> **The exercise**:
In the Spark timestamp thread, what does the first reply give as the likely reason the hour changes from 15 to 8?

> **Source text**:
▬▬▬▬▬▬

Reputation: 507
I have a dataframe with a string datetime column. I am converting it to timestamp, but the values are changing. Following is my code, can anyone help me to convert without changing values.
df=spark.createDataFrame(
data = [ ("1","2020-04-06 15:06:16 +00:00")],
schema=["id","input_timestamp"])
df.printSchema()
#Timestamp String to DateType
df = df.withColumn("timestamp",to_timestamp("input_timestamp"))
# Using Cast to convert TimestampType to DateType
df.withColumn('timestamp_string', \
to_timestamp('timestamp').cast('string')) \
.show(truncate=False)
This is the output:
+---+--------------------------+-------------------+-------------------+
|id |input_timestamp |timestamp |timestamp_string |
+---+--------------------------+-------------------+-------------------+
|1 |2020-04-06 15:06:16 +00:00|2020-04-06 08:06:16|2020-04-06 08:06:16|
+---+--------------------------+-------------------+-------------------+
I want to know why the hour is changing from 15 to 8 and how can I prevent it?
Upvotes: 1
Views: 7651
Reputation: 31460
I believe to_timestamp
is converting timestamp value to your local time
as you have +00:00
in your data.
to_timestamp()
function.Example:
from pyspark.sql.functions import to_timestamp
df.withColumn("timestamp",to_timestamp(col("input_timestamp"),"yyyy-MM-dd HH:mm:ss +00:00")).show(10,False)
#+---+--------------------------+-------------------+
#|id |input_timestamp |timestamp |
#+---+--------------------------+-------------------+
#|1 |2020-04-06 15:06:16 +00:00|2020-04-06 15:06:16|
#+---+--------------------------+-------------------+
Upvotes: 1
Reputation: 4189
from pyspark.sql.functions import to_utc_timestamp
df = spark.createDataFrame(
data=[('1', '2020-04-06 15:06:16 +00:00')],
schema=['id', 'input_timestamp'])
df.printSchema()
df = df.withColumn('timestamp', to_utc_timestamp('input_timestamp',
your_local_timezone))
df.withColumn('timestamp_string', df.timestamp.cast('string')).show(truncate=False)
Replace your_local_timezone with the actual value.
Upvotes: 0

▬▬▬▬▬▬

> **Material supplied**:
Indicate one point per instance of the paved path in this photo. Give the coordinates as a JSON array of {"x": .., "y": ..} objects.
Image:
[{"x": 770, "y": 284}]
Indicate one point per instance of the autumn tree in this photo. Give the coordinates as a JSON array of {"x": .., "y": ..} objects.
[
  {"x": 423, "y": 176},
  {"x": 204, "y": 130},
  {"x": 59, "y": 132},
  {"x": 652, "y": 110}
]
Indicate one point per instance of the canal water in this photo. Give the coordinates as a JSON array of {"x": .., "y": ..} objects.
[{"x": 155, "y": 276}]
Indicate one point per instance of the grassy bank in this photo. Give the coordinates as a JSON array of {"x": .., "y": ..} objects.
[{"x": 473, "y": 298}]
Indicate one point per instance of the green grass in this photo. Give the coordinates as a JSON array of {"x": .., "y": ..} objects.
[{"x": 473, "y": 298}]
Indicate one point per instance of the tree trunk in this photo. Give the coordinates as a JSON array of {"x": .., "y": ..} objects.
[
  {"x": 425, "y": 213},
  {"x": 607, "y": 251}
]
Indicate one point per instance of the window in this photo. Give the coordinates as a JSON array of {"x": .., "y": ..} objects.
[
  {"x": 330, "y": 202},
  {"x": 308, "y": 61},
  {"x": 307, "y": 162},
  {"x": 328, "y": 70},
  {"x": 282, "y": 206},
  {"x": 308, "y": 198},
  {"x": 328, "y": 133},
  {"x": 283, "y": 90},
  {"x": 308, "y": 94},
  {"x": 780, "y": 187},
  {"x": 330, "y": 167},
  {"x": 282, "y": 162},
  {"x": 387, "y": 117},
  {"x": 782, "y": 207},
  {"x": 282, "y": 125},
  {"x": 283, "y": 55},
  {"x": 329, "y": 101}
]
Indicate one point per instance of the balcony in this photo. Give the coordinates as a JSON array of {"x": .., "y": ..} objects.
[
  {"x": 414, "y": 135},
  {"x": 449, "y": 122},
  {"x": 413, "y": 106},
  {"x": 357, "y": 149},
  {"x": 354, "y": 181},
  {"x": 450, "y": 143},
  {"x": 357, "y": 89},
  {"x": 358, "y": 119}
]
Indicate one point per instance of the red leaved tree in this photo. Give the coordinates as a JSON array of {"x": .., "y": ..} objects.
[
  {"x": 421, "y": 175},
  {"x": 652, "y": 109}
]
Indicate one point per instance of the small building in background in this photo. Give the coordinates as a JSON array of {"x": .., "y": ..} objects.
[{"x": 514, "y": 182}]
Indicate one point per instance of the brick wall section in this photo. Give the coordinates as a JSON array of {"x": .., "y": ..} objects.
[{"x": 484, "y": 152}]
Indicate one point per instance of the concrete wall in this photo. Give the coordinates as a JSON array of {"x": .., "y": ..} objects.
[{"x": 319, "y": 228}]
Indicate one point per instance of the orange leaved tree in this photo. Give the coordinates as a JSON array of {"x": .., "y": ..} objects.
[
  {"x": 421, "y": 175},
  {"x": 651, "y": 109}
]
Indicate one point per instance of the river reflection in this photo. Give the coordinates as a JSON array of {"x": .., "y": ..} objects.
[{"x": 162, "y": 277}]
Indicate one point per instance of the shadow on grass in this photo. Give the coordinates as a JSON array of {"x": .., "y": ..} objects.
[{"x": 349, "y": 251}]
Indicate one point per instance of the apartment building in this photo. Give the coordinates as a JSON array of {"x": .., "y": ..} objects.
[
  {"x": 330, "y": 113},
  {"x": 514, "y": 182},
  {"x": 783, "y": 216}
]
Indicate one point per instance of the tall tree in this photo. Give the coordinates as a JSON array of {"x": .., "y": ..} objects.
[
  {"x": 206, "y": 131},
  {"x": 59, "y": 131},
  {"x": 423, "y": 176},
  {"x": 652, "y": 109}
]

▬▬▬▬▬▬

> **Solution to this exercise**:
It suggests that to_timestamp converts the value to local time because the data contains +00:00.